━━━━━ Text passage ━━━━━
Archive for the ‘Supreme Court’ Category

 The U.S. Supreme Court recently heard arguments in the case of Bilski v. Kappos No. 08-964 (Supreme Court 2009). This decision could help determine whether software can be patented. The question in the lower court was whether a process can be patented. The lower court expanded its inquiry to whether or not software can be patented. Although this Federal Court did not rule that software cannot be patented, it apparently overruled the State Street decision. In State Street Bank & Trust v. Signature Financial Group, 149 F.3d 1368 (1998), the court determined that software programs that “transform data” are patentable subject matter even when there is no physical transformation of an article. The State Street court held that software or other processes that yield a “useful, concrete and tangible result” should be considered patentable and this rule has been followed, more or less, by the Patent Office ever since.

In Bilski the lower court indicated that the “useful, concrete and tangible result” inquiry should no longer be used to determine whether a process can be patented. Because this was the inquiry used to grant many software patents in the past, the Federal Court’s decision has called into question the validity of these existing software patents. The new test stated for determining that a process is patentable is if “(1) it is tied to a particular machine or apparatus, or (2) it transforms a particular article into a different state or thing.”  The lower court ruling did not explain whether a software process operating on a computer is considered to be tied to a “particular machine or apparatus.”  If a computer is not deemed to be a particular machine, then many existing software process patent claims could be in jeopardy.
━━━━━ Data shown ━━━━━
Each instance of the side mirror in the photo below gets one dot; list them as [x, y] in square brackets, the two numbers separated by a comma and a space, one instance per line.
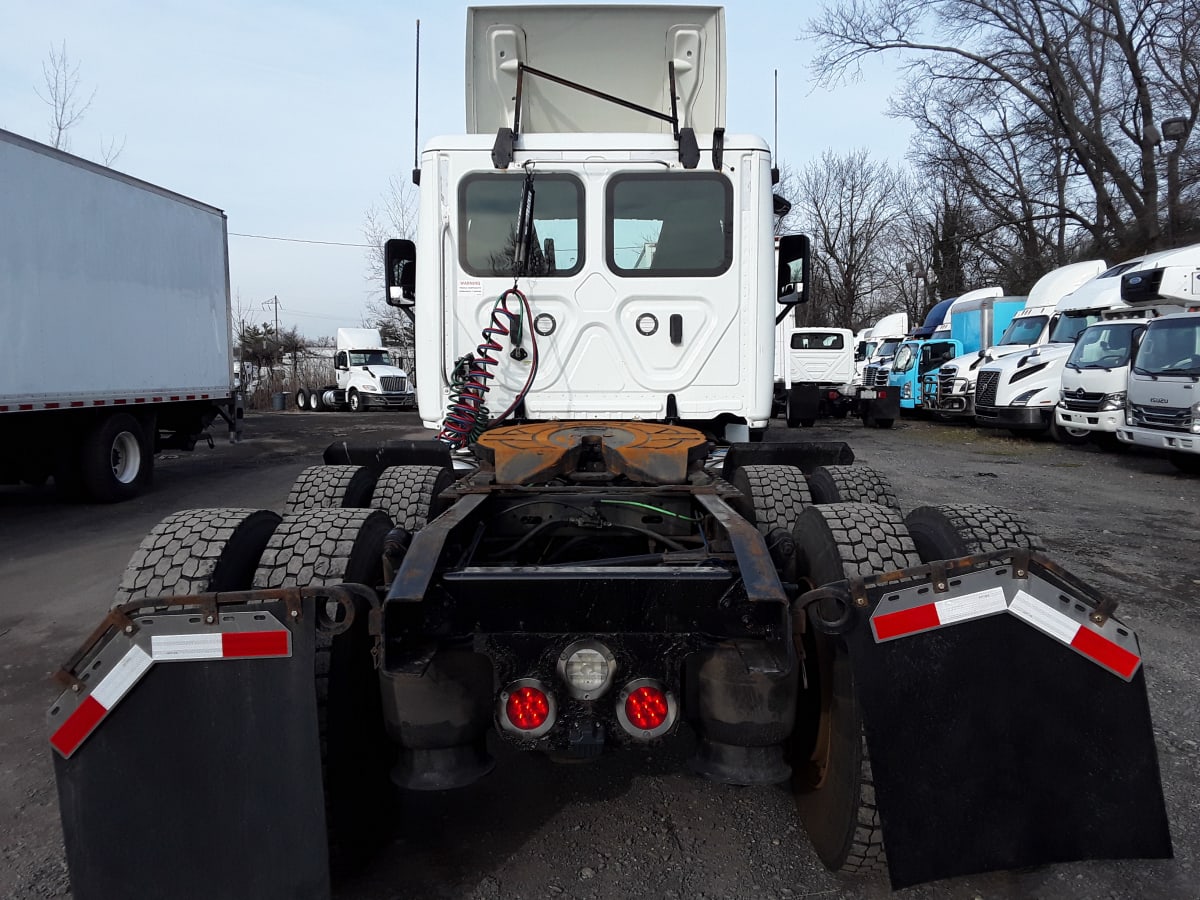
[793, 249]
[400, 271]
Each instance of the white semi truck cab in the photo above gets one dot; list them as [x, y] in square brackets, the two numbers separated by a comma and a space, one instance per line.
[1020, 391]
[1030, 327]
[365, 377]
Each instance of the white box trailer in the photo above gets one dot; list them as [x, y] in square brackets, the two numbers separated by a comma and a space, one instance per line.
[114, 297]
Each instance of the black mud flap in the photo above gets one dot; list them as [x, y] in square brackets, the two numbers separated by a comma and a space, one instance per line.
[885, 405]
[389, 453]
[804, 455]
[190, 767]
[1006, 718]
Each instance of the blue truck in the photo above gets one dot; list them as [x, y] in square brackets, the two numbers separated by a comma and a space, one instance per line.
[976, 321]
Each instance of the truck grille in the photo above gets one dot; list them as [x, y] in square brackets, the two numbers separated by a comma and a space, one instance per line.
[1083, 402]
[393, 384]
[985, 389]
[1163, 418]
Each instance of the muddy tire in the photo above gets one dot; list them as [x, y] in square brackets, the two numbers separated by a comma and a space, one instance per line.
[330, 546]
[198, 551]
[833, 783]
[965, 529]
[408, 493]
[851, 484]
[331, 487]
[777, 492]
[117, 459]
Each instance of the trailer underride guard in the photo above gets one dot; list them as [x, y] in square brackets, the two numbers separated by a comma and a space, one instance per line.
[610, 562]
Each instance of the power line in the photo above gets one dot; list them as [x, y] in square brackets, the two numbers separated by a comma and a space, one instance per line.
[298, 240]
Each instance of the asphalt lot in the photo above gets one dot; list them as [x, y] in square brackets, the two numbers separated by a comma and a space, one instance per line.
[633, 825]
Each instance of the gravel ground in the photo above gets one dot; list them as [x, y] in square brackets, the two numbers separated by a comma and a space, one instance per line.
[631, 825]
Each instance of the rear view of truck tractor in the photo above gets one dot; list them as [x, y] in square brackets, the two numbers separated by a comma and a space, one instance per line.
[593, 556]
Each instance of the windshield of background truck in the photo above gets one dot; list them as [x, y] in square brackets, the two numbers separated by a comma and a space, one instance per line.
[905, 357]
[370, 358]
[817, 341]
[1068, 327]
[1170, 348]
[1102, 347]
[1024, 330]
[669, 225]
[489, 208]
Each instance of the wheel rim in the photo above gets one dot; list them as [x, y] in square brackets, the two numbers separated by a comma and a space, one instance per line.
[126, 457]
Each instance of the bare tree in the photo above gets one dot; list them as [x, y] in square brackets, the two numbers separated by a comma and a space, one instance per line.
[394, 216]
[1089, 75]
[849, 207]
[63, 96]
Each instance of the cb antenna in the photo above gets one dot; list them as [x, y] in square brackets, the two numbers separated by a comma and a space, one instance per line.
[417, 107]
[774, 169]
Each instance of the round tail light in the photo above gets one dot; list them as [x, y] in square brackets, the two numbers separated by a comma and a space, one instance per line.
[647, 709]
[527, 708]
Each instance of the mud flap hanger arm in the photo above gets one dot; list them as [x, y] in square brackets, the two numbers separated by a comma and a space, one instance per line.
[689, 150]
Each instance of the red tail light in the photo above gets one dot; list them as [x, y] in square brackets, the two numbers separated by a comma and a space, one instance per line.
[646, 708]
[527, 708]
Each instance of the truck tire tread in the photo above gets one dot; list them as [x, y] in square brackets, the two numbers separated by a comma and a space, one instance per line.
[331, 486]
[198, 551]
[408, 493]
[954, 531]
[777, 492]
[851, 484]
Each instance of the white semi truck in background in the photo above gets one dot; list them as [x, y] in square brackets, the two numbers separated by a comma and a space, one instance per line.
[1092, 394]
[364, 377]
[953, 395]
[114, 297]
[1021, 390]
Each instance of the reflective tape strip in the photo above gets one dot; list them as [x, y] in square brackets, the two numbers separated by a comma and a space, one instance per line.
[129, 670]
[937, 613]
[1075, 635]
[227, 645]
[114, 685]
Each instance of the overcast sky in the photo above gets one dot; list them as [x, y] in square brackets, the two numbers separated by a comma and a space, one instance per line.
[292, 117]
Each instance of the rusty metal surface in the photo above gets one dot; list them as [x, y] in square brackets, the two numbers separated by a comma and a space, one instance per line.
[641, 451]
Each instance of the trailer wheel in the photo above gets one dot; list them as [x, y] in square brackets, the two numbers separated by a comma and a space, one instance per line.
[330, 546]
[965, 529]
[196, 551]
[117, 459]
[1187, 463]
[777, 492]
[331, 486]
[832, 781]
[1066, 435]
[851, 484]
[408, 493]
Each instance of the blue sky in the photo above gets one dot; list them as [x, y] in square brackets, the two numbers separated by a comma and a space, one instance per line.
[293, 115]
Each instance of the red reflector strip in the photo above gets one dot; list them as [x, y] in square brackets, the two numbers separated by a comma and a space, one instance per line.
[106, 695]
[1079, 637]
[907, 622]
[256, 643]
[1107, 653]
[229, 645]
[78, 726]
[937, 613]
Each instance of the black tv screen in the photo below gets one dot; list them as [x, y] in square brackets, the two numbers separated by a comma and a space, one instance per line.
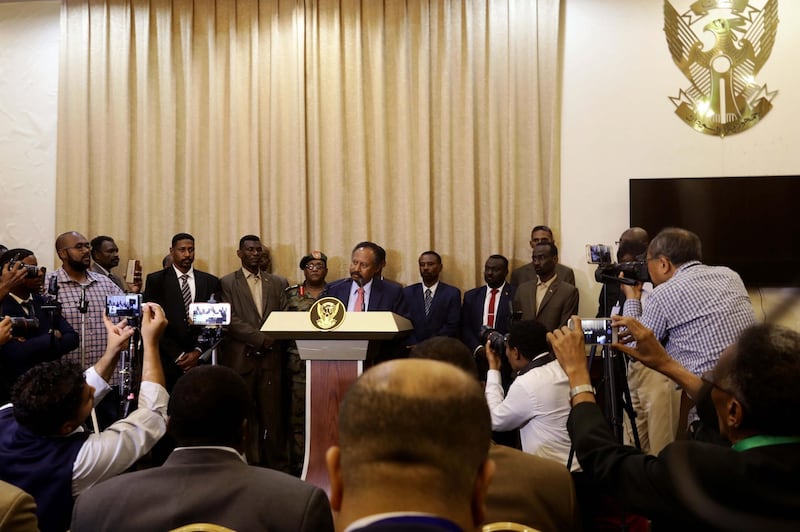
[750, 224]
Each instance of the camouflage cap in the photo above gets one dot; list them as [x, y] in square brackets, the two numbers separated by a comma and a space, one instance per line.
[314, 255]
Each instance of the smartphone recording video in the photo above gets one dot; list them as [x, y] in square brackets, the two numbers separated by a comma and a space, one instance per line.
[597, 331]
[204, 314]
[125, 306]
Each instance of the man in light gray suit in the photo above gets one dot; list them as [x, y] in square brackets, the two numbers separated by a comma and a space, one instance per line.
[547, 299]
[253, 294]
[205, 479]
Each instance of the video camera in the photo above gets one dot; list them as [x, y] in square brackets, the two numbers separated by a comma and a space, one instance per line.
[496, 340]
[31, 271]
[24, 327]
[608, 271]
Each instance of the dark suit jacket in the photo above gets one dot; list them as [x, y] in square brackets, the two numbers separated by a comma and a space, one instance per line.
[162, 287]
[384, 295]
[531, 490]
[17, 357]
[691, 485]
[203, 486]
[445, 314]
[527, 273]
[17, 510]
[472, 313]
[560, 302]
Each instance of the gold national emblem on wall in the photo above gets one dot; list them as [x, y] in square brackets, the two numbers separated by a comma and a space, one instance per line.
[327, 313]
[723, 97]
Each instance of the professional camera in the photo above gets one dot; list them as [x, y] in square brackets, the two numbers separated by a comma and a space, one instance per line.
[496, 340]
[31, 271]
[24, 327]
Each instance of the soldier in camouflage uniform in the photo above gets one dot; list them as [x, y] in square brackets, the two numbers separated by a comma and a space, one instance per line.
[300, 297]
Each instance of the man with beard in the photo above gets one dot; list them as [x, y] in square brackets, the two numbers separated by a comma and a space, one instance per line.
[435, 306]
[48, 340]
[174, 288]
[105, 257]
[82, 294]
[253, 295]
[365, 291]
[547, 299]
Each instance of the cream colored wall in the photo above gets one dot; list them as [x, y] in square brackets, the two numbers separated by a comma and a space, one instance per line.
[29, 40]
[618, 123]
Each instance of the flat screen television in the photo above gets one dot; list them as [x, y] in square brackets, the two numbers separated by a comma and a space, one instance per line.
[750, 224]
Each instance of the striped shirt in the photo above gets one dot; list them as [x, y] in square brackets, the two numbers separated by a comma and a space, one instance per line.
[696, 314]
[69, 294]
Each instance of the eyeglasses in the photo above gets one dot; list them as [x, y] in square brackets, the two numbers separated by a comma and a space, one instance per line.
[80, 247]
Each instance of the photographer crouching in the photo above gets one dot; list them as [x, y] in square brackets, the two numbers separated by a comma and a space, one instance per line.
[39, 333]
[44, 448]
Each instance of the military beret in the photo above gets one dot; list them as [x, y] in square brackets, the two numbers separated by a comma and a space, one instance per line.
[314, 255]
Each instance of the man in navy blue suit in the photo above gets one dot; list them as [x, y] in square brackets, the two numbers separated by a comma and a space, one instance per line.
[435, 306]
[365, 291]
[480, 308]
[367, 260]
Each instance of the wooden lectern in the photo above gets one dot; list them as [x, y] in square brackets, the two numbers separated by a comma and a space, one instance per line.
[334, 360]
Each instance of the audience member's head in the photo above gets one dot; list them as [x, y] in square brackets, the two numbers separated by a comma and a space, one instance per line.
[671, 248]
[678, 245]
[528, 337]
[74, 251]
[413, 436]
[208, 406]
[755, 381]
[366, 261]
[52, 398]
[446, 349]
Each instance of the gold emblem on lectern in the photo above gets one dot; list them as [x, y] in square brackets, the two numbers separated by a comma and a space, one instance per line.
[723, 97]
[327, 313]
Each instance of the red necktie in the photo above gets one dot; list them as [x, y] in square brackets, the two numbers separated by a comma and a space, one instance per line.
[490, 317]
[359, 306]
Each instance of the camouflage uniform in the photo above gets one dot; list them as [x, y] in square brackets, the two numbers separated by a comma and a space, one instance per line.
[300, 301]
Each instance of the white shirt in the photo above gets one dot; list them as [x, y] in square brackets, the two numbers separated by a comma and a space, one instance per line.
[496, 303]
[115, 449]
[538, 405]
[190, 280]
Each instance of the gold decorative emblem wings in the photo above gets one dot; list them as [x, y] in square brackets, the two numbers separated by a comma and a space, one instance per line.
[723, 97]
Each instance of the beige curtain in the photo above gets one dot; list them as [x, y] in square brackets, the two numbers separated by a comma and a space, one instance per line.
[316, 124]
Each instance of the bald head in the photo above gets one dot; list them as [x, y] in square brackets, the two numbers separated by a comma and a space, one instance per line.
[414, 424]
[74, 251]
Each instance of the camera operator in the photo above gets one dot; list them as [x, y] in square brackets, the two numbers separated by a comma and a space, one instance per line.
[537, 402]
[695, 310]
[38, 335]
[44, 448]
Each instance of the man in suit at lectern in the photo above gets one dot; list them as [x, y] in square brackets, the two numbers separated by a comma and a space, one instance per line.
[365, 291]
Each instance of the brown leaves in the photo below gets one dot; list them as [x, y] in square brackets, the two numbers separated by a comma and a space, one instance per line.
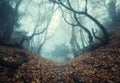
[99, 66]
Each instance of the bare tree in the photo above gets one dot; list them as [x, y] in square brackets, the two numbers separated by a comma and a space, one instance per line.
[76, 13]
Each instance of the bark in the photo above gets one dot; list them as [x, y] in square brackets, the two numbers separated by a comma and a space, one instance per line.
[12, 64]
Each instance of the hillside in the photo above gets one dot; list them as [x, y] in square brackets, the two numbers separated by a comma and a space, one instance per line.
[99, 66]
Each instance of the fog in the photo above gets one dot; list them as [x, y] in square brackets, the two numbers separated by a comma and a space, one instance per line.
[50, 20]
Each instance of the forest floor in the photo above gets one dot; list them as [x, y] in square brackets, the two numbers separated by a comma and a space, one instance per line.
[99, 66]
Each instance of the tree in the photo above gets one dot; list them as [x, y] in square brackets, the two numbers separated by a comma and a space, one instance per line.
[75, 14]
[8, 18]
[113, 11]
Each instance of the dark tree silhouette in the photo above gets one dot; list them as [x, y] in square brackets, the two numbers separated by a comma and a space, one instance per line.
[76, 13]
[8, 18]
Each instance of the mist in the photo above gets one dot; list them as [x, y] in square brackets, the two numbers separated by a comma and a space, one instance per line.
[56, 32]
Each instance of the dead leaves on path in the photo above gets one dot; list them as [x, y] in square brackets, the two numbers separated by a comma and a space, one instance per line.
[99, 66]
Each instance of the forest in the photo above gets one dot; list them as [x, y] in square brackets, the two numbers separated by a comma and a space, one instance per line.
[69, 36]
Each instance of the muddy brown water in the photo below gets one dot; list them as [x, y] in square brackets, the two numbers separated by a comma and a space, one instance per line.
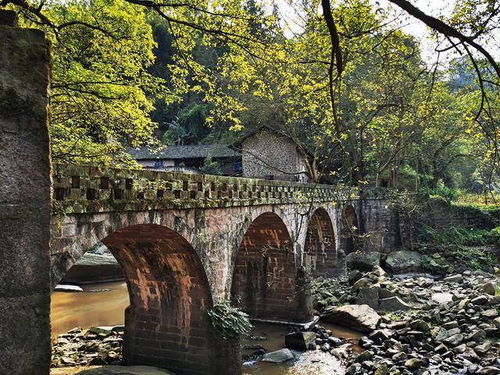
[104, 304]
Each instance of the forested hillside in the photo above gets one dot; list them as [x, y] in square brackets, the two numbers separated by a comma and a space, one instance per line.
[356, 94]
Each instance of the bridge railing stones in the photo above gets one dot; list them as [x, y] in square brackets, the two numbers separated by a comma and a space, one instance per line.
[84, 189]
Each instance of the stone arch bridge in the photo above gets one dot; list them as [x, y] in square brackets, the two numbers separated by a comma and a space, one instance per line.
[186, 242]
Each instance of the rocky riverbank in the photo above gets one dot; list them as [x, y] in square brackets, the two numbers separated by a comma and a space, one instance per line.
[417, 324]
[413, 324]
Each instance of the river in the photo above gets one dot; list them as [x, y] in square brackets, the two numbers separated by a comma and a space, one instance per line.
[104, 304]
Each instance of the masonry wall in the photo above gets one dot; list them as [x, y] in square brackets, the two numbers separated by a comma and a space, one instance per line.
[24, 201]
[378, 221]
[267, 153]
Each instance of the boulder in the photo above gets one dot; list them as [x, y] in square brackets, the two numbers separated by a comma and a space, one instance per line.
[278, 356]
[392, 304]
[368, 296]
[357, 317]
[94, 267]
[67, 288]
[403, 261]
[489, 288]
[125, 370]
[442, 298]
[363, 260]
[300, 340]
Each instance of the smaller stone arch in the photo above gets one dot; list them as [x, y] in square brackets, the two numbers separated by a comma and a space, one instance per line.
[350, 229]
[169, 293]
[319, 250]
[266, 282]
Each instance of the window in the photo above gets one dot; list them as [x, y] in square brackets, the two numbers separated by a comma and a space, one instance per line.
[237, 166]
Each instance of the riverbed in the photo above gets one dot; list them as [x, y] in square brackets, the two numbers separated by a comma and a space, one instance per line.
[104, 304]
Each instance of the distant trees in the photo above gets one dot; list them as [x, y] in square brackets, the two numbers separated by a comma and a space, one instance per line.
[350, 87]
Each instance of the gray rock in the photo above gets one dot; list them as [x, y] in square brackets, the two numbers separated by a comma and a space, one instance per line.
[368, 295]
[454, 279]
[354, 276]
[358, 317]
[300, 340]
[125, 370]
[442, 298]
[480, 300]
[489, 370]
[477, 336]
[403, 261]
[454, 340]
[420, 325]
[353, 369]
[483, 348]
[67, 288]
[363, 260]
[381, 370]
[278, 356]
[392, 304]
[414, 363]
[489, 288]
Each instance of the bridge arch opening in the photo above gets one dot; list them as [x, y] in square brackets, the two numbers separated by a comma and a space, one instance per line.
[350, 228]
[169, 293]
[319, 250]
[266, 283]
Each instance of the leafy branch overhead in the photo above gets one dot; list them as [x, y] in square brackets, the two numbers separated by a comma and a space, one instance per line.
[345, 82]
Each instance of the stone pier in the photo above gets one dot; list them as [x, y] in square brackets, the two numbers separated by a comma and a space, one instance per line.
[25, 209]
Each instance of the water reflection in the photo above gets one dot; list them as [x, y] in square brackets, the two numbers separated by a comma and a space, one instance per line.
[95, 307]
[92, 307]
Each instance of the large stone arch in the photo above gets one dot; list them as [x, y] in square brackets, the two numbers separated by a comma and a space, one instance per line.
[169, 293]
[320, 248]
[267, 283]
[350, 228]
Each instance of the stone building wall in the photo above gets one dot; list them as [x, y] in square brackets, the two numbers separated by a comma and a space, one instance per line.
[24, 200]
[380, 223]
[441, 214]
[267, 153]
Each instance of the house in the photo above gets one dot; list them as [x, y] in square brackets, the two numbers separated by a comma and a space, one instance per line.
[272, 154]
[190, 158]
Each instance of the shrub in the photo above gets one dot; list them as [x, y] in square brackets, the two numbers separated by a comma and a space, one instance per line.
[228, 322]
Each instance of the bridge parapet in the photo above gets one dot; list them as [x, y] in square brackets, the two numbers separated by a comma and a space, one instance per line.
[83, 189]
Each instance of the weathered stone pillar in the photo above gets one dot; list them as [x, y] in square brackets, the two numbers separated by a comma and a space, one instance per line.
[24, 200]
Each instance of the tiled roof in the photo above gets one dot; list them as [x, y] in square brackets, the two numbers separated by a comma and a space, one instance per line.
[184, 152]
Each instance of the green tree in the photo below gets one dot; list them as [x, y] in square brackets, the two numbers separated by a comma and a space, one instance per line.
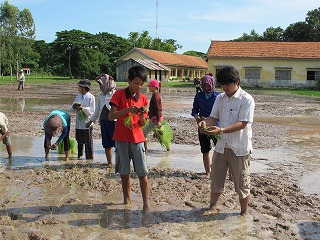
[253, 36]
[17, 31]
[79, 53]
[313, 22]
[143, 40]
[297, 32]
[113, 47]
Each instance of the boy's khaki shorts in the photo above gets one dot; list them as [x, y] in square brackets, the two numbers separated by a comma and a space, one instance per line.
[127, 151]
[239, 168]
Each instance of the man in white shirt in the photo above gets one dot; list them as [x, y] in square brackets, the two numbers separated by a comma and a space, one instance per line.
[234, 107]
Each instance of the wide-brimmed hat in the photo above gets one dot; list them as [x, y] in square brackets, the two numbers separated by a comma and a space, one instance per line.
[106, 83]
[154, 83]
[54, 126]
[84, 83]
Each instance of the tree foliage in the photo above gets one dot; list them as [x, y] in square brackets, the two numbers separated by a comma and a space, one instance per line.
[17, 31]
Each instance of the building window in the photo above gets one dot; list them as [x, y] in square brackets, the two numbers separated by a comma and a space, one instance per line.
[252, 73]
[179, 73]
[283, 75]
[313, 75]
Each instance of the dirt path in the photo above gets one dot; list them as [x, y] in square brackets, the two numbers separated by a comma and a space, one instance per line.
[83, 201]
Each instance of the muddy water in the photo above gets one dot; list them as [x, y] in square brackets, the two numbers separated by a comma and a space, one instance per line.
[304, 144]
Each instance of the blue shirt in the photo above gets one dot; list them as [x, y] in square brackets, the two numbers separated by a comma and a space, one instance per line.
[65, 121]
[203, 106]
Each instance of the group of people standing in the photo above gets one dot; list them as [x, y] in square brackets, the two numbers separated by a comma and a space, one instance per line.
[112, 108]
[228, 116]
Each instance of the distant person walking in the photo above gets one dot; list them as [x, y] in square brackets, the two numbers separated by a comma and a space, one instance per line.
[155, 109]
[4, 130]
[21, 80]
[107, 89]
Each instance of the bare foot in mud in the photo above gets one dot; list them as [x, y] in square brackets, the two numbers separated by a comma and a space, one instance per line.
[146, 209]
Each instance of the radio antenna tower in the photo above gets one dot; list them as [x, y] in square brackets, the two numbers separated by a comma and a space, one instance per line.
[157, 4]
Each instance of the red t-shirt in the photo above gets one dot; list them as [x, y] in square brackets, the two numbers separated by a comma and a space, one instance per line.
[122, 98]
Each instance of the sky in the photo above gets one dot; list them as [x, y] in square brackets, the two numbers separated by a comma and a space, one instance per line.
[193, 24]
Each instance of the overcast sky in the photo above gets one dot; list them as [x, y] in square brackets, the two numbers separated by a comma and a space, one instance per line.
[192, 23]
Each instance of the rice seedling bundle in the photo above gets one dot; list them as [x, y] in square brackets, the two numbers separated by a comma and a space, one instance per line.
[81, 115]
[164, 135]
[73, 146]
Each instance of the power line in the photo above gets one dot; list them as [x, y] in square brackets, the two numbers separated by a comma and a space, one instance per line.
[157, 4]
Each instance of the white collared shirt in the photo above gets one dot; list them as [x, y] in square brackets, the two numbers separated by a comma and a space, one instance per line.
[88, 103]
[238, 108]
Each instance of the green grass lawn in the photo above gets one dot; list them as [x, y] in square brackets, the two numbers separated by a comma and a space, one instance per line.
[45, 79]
━━━━━
Exercise details:
Continue the passage on Bilski v. Kappos and software patents, starting after its last sentence.

Output:
The Supreme Court also took up the question of whether the lower court’s new “machine-or-transformation” test for patent eligibility, which eliminates patent protection for many business methods, including software, contradicts the clear Congressional intent that patents protect “method[s] of doing or conducting business” in 35 U.S.C. § 273. During the arguments some of the Justices seemed to imply that siding with Bilski could open the door too wide for further patent applications, while other Justices felt the new test was too limiting. Regardless of how the decision comes out, at some point either the courts or the legislature need to clear up the confusion surrounding the ability to patent business process and computer software.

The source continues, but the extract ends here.